'Quand les grandes coopératives échouent'- Article 2016

Bonjour !
Certains supermarchés coopératifs et participatifs en France commencent à rencontrer des difficultés.
Je vous transmets de mes archives un article très intéressant sur les enseignements des échecs des coopératives qui donnent des pistes intéressantes je trouve pour savoir comment éviter ces difficultés.
Je suis coopératrice à la LOUVE depuis 2015. Depuis quelques années, j’effectue un travail passionnant de veille sur les mouvements coopératifs. Les Food Coop en particulier mais pas que.
N’hésitez pas à commenter !
Nadia

When big co-ops fail - Co-operative News (thenews.coop)

Quand les grandes coopératives échouent

By Peter Couchman and Murray Fulton

Le mouvement coopératif international a été témoin d’une série d’échecs catastrophiques de coopératives à grande échelle au cours des dernières décennies, comme le Saskatchewan Wheat Pool, les coopératives de vente au détail en Allemagne, en France et au Canada atlantique, les banques en Autriche et la quasi-faillite du Co-operative Group au Royaume-Uni. Pourtant, notre culture coopérative n’a pas cherché à comprendre les facteurs qui sont communs à ces événements et qui, s’ils étaient compris, pourraient être utilisés pour prévenir de tels effondrements à l’avenir.

Lorsque les coopératives du monde entier se réunissent, c’est généralement un moment de célébration. Elles célèbrent leur succès commercial et l’impact qu’elles ont eu sur la vie des gens à travers le monde.

Tout cela mérite d’être admiré, mais il y a aussi une occasion manquée. Toutes les coopératives n’auront pas prospéré entre deux rassemblements. Malheureusement, certaines auront traversé des crises majeures et ne seront plus là. Lorsque cela se produit, la principale question non exprimée n’est pas tant l’éléphant dans la pièce, mais plutôt quels éléphants ne sont plus là.

Un problème commun

Le point de départ de cette analyse était la similitude entre la crise vécue par le Co-operative Group au Royaume-Uni et l’effondrement des Wheat Pools canadiens. Deux formes très différentes de coopératives dans deux cultures très différentes, mais l’analyse des raisons de l’échec de l’une d’entre elles a permis de mieux comprendre les défaillances de l’autre.

◆ **À compléter**:
- 1) Recopiez le passage de l'article sur l'échec des grandes coopératives qui va de "Je vous transmets" jusqu'à "à commenter !".
- 2) Poursuivez l'article sur l'échec des grandes coopératives à partir de sa dernière phrase.

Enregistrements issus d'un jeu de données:
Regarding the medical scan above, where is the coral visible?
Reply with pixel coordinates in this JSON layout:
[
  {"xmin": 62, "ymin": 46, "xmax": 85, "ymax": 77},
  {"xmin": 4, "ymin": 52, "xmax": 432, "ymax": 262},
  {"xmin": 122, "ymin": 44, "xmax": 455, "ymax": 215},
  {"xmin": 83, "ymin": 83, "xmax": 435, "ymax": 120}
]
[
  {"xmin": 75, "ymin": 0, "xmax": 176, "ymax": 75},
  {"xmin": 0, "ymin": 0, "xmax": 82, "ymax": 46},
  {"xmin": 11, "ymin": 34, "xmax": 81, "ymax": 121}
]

◆ **Résultats attendus**:
- 1)
Je vous transmets de mes archives un article très intéressant sur les enseignements des échecs des coopératives qui donnent des pistes intéressantes je trouve pour savoir comment éviter ces difficultés.
Je suis coopératrice à la LOUVE depuis 2015. Depuis quelques années, j’effectue un travail passionnant de veille sur les mouvements coopératifs. Les Food Coop en particulier mais pas que.
N’hésitez pas à commenter !

- 2)
Pour nous préparer, nous avons examiné un plus large éventail d’échecs : Les coopératives de vente au détail françaises, les banques autrichiennes, le commerce de détail allemand, le commerce de gros canadien, le commerce de détail belge, le secteur laitier britannique et le commerce de détail autrichien, pour n’en citer que quelques-uns. L’objectif de ce document n’est pas de fournir une histoire détaillée de ces échecs, mais de poser deux questions simples :

1. Quels sont les facteurs communs que l’on retrouve dans ces échecs ?

2. Comment pouvons-nous rechercher les signes avant-coureurs afin de prévenir des échecs similaires à l’avenir ?

Les grandes coopératives ne se terminent pas toujours de la même manière lorsqu’elles font faillite. Certaines s’effondrent complètement, d’autres sont démutualisées, tandis que d’autres encore survivent sous une forme réduite. Pourtant, dans la plupart des cas, leur effondrement entraîne une perte massive des actifs des membres et la perte d’emploi d’un grand nombre de personnes.

Nous pensons qu’il existe cinq facteurs communs et qu’il est préférable de les comprendre en partant du moment de l’effondrement plutôt qu’en allant de l’avant. Car, comme Steve Jobs l’a dit un jour : « Vous ne pouvez pas relier les points en regardant vers l’avant ».

Facteur 5 : Le dernier coup de dé

Les grandes coopératives « ne vont pas doucement dans cette bonne nuit ». Leurs derniers soupirs sont une tentative violente de repousser ce qui est considéré comme inévitable par les étrangers.

Leurs dernières années sont consacrées à une série d’acquisitions, de fusions et de restructurations. La forme que cela prend varie, mais dans tous les cas, il y a un mouvement final, présenté comme audacieux et novateur par la direction de l’époque. Il y a un langage pour montrer aux autres coopératives comment il faut faire.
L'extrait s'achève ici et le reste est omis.